## REQUIRED ACTIONS
(1) Update the passage on the sale agreement by restating everything from "Clause 4.3 required" down to "and schedule 3." with "Purchaser" replaced by "Buyer".
(2) Decide whether each statement below agrees with the passage on the sale agreement, answering yes or no and quoting the words of the passage that settle it. (a) Clause 5.1 set completion for 8 June 2001. (b) The Vendor was required to prepare the calculation of the Net Asset Value. (c) In clause 5.2.6, "material" meant £50,000 or more.

## SELECTED EXTRACT
--- Begin ---
Clause 4.3 required the Purchaser to prepare a calculation of the Net Asset Value before 1 September 2001 and contained provisions for verification of that calculation by the Vendor. Clause 4.4 provided for certification of the Net Asset Value, in default of agreement, by an independent accountant. Clause 4.7 was in these terms:

"The calculation of the Net Asset Value shall be without prejudice to any Warranty Claim provided that the Warrantors shall not be liable to the extent that the Purchaser has been compensated by any adjustment under this clause."

A Warranty Claim was any claim for breach of the warranties and undertakings given by the Vendor and Artisan UK ("the Warrantors") in clause 7 and schedule 3.

6

Clause 5.1 of the agreement provided that completion should take place on 8 June 2001 provided that a number of conditions precedent were satisfied. Those conditions included, at clause 5.2.6:

"The purchaser not having discovered before Completion through reasonable and proper due diligence (with which the Vendor and Artisan will give reasonable and proper co-operation) any facts or circumstances which would or might have a material adverse effect on the value of the Group Companies (material in this context meaning £75,000 or more) unless the Vendor makes good to the Purchaser such adverse effect prior to Completion."
--- End ---
Data records
--- Begin ---
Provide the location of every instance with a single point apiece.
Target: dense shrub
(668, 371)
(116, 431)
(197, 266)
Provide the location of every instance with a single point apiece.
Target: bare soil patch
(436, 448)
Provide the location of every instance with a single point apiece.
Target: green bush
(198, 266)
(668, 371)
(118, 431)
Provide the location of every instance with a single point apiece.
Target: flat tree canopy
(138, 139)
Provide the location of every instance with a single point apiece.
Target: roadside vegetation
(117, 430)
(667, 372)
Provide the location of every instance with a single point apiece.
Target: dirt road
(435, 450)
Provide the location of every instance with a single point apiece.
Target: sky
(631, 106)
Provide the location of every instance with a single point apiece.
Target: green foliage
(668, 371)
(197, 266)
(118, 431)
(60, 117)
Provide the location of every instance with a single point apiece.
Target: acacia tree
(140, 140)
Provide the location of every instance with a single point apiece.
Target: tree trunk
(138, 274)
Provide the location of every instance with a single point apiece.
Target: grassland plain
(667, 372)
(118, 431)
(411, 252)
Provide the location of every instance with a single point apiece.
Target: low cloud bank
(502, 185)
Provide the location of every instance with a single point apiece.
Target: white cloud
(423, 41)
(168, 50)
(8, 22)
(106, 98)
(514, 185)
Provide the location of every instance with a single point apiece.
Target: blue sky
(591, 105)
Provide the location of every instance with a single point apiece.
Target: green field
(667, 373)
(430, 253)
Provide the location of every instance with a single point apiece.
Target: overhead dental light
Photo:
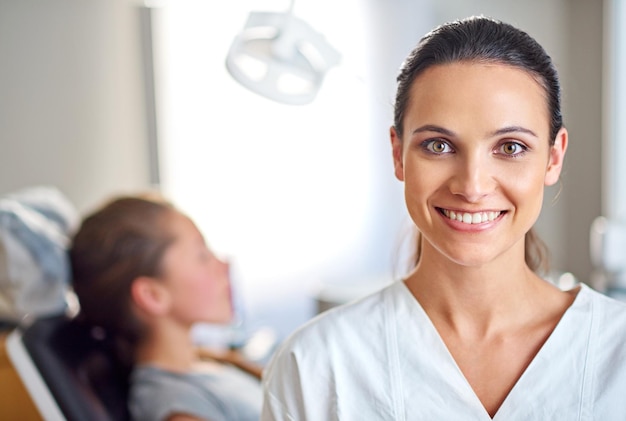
--- End ---
## EXERCISE RESULTS
(1)
Clause 4.3 required the Buyer to prepare a calculation of the Net Asset Value before 1 September 2001 and contained provisions for verification of that calculation by the Vendor. Clause 4.4 provided for certification of the Net Asset Value, in default of agreement, by an independent accountant. Clause 4.7 was in these terms:

"The calculation of the Net Asset Value shall be without prejudice to any Warranty Claim provided that the Warrantors shall not be liable to the extent that the Buyer has been compensated by any adjustment under this clause."

A Warranty Claim was any claim for breach of the warranties and undertakings given by the Vendor and Artisan UK ("the Warrantors") in clause 7 and schedule 3.

(2)
(a) Yes: "completion should take place on 8 June 2001"
(b) No: "Clause 4.3 required the Purchaser to prepare a calculation of the Net Asset Value"
(c) No: "material in this context meaning £75,000 or more"